| Problem |
When you find the line with "the white water" among the records below, reproduce it and each line after it exactly, ending with the line with "of the trailer".

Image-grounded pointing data
*** Block opens ***

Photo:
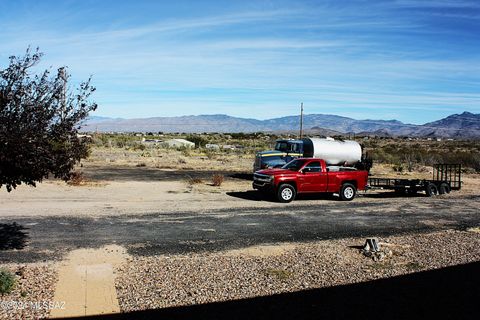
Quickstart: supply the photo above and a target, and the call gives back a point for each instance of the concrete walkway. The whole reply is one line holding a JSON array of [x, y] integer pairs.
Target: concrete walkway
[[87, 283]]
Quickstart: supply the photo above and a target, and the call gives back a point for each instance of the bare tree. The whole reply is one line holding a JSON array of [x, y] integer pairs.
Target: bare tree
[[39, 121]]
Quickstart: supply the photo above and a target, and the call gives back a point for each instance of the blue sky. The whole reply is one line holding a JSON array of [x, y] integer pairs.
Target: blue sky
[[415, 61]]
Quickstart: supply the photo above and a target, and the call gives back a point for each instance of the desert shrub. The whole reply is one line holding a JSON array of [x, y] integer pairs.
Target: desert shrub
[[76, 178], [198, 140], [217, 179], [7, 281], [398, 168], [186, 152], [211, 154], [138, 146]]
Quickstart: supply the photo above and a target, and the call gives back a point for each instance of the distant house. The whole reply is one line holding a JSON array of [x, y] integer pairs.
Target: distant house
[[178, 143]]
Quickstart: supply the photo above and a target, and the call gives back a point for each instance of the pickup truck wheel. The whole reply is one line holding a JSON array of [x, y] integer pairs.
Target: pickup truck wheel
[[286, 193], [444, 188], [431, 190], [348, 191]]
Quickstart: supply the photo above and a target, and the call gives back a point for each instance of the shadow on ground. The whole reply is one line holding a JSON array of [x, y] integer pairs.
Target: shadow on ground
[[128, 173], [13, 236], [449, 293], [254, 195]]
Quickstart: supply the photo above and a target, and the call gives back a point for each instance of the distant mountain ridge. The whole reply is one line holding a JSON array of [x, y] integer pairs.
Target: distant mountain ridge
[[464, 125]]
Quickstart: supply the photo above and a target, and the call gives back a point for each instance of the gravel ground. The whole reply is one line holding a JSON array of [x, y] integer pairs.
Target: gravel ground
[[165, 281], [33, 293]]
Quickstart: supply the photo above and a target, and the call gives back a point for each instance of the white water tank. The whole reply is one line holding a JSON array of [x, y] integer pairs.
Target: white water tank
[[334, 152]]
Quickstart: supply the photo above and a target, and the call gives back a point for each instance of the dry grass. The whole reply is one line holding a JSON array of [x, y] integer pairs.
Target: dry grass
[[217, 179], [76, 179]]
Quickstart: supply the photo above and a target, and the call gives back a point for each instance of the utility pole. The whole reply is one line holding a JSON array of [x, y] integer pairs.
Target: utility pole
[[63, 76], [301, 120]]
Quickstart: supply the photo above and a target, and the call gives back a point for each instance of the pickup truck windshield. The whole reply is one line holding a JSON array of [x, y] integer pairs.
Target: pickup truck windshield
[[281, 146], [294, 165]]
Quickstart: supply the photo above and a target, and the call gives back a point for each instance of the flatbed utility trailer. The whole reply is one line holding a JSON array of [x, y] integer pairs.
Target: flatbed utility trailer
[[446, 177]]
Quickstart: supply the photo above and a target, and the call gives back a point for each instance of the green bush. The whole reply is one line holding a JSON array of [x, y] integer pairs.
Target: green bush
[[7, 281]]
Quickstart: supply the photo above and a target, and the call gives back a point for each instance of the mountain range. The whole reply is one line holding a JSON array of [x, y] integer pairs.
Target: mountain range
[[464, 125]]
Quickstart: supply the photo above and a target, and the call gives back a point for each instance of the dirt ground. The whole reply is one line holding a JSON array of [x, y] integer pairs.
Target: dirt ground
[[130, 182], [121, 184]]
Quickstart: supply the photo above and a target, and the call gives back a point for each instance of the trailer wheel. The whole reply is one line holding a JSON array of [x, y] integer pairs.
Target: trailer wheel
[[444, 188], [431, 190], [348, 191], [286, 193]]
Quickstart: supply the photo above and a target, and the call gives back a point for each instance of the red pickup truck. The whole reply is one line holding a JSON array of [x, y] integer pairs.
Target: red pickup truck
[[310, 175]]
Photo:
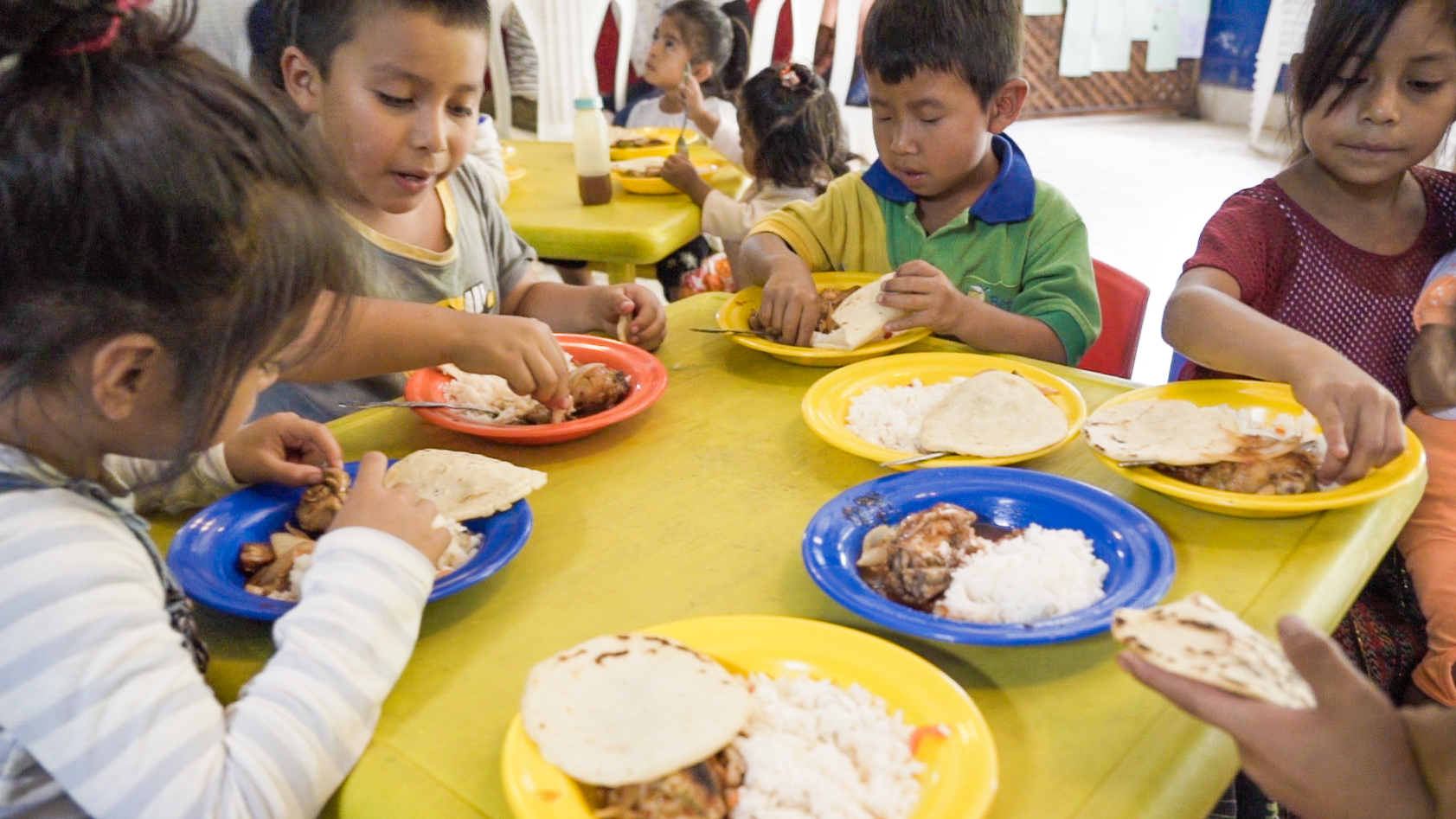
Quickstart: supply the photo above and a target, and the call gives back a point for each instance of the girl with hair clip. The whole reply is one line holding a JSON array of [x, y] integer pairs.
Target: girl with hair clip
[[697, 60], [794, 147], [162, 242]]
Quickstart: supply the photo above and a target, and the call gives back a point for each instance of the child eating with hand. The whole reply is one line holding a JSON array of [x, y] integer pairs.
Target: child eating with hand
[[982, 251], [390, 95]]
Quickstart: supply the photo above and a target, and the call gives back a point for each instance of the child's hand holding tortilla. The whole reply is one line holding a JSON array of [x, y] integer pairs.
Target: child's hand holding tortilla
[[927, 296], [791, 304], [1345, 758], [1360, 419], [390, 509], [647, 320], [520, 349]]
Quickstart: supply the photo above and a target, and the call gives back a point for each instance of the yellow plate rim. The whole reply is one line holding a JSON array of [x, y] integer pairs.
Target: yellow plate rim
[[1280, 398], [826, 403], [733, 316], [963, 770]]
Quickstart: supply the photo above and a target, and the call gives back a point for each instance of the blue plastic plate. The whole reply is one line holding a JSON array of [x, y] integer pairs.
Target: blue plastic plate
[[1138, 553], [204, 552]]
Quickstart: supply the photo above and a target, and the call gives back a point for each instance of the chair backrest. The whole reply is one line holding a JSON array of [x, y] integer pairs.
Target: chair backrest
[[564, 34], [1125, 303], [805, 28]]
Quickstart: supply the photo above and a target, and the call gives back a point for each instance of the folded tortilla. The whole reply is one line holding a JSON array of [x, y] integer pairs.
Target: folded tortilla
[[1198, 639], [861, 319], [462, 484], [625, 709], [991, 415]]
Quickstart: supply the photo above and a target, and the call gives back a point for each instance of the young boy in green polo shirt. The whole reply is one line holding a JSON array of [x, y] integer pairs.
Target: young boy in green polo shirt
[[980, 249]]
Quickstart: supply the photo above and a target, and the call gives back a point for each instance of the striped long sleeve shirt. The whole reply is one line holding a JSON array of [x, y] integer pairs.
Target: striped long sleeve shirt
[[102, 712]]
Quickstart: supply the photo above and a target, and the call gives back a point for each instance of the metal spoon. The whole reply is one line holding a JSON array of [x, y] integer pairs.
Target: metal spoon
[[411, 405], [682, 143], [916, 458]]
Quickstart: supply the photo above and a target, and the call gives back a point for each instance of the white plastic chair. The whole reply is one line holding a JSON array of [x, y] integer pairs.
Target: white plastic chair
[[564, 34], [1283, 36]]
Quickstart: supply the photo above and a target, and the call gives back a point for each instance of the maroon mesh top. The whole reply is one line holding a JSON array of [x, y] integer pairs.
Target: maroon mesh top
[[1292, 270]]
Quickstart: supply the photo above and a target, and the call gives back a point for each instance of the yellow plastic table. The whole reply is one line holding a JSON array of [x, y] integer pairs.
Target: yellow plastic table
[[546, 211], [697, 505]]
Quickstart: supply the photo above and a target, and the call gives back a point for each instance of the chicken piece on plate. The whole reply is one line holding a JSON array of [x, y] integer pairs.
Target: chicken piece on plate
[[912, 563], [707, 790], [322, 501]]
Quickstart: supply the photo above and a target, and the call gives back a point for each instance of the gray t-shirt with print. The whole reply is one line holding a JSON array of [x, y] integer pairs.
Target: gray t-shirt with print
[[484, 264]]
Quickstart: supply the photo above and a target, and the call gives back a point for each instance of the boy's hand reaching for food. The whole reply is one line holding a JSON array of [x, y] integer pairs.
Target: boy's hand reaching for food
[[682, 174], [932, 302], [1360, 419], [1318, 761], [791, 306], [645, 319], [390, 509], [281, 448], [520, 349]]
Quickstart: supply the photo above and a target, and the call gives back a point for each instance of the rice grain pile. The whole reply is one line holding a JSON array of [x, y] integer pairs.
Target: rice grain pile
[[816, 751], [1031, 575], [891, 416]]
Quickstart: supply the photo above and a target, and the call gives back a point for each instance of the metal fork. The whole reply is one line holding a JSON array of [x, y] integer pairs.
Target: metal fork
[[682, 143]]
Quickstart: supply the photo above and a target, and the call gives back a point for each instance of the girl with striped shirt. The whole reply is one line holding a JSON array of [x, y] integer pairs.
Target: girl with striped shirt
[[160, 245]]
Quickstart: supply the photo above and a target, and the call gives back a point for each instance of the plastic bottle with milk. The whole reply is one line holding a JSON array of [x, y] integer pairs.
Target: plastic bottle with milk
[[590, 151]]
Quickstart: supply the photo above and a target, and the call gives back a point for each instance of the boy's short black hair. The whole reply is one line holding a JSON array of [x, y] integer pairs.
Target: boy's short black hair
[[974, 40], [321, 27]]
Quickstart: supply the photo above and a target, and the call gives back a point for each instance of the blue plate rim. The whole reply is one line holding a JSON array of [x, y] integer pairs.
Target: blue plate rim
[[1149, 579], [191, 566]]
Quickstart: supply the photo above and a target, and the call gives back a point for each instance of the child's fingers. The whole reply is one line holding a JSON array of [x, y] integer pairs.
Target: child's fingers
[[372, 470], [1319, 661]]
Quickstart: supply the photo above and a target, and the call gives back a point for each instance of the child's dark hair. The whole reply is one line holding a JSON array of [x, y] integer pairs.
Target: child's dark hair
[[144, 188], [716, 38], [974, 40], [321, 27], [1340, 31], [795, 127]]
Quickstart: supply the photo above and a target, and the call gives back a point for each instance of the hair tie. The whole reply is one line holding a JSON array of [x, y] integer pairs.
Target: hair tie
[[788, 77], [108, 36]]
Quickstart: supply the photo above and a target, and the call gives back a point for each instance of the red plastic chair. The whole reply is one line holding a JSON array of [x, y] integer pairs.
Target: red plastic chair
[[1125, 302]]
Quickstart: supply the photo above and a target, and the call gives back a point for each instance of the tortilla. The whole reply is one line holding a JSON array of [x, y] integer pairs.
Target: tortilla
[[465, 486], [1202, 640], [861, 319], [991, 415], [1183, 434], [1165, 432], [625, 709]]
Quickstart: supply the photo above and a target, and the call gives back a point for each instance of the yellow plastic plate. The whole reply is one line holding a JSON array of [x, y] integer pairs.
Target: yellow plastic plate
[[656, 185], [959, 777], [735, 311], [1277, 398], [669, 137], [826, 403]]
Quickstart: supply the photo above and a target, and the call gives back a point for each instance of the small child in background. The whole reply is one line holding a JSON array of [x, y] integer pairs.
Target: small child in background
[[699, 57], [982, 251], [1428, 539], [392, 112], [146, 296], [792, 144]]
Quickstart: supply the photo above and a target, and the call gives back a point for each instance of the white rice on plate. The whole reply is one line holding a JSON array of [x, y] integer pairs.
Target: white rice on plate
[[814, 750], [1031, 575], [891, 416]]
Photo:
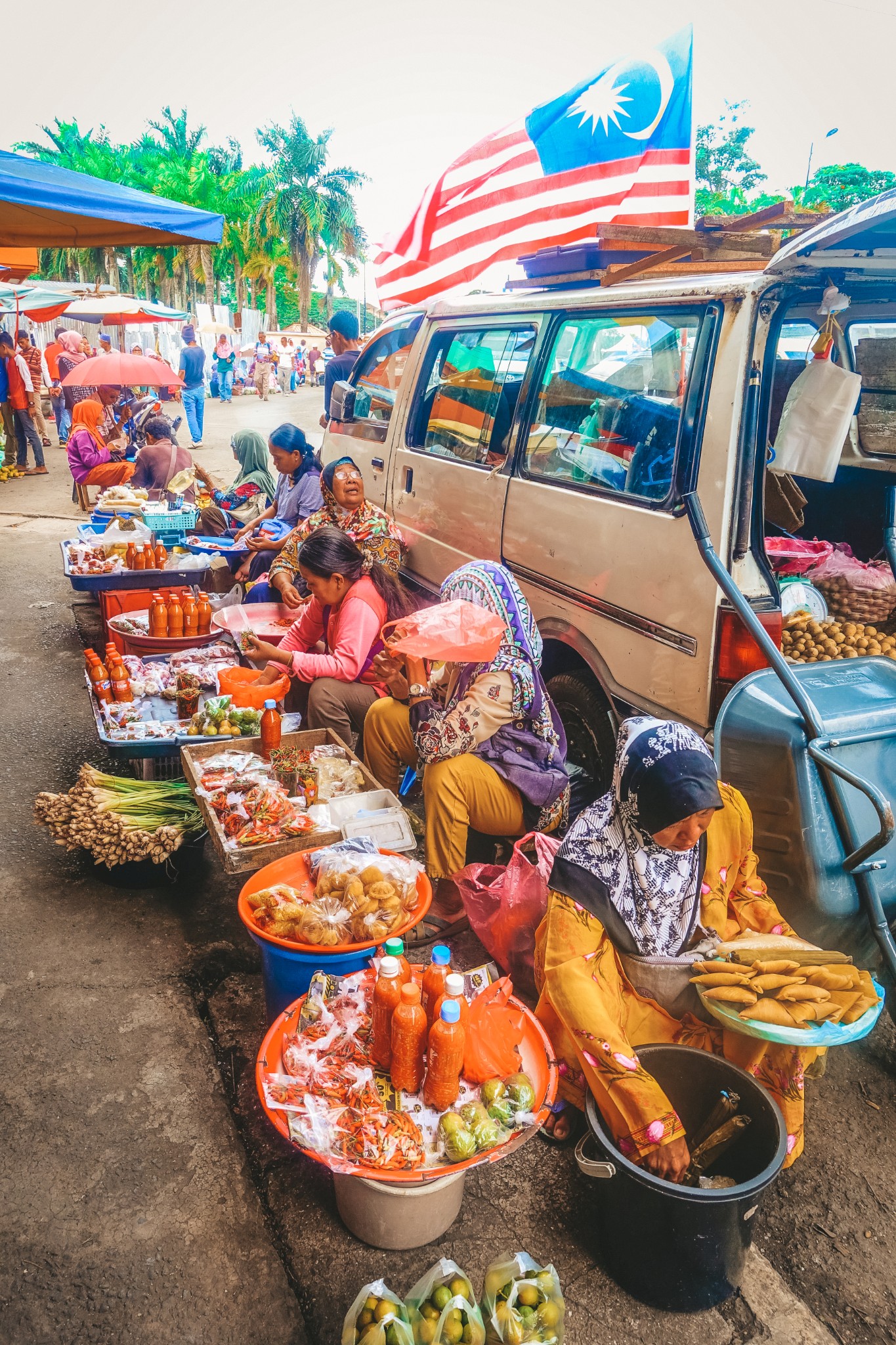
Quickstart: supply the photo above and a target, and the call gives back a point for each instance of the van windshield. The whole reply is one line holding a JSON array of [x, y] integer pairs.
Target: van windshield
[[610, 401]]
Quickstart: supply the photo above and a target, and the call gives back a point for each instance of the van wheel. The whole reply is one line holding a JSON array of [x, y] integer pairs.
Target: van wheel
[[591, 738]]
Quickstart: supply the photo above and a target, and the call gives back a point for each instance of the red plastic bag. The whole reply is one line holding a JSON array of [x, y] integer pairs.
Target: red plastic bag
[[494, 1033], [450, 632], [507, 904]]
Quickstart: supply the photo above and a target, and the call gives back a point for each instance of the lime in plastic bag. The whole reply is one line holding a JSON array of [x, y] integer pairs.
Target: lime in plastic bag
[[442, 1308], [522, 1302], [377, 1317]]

*** Block closes ***

| Result of the task |
Quickstart: supply the photo above and a target, and the call gives back a point for each instance of the white water tank. The whole reply is one line holding a JSON array of [x, y] integer pairs.
Target: white water tank
[[334, 152]]
Quickstart: supply the photo above and a target, and the call gives back a point for each instance of the dry grass. The whole reply is one line holding a JSON array of [x, y] integer pairs.
Target: dry grass
[[217, 179], [76, 179]]
Quickstart: supply the photo above and a target, and the call gives back a point for each instance of the utility pole. The whole reply is one line holding a JSON array of [x, y] integer pairs.
Target: utility pole
[[63, 76], [301, 120]]
Quickstart: supply the photo above and a target, and the call gives back a point for each instance of the pickup truck windshield. The whole reply is one line holding a JSON array of [x, y] integer pairs.
Target: pickup truck windshield
[[281, 146], [294, 165]]
Quickstart: supply the photo above and a target, and the call gives back a point for each instance of the flatbed utility trailer. The whole reply is one line holding a JSON array of [x, y] integer pairs.
Target: flatbed utility trailer
[[446, 177]]
Quickstart: supply the photo above and a target, and the call gives back a point for each instance of the green bush. The whole reply is one line holding a JSON array of [x, y] integer pairs.
Target: green bush
[[7, 281]]
Quickstart: supply the photo above and a target, and the call gives back a point for each instance of the mountain range. The whole reply is one line holding a JSON array of [x, y] integer pairs.
Target: mountain range
[[464, 125]]
Quickstart: supply the photo above and a target, and the call gives back a point for each instance of the dirt ground. The whole reply is one line holding a JSON array of [x, y] integer pairs.
Target: dirt ground
[[130, 182], [121, 184]]
Quickstart: supply the photo above and a target, and the call gives back a point for each instance of the trailer wheel. The whole reply is one line holding a JSON array of [x, y] integer pairs.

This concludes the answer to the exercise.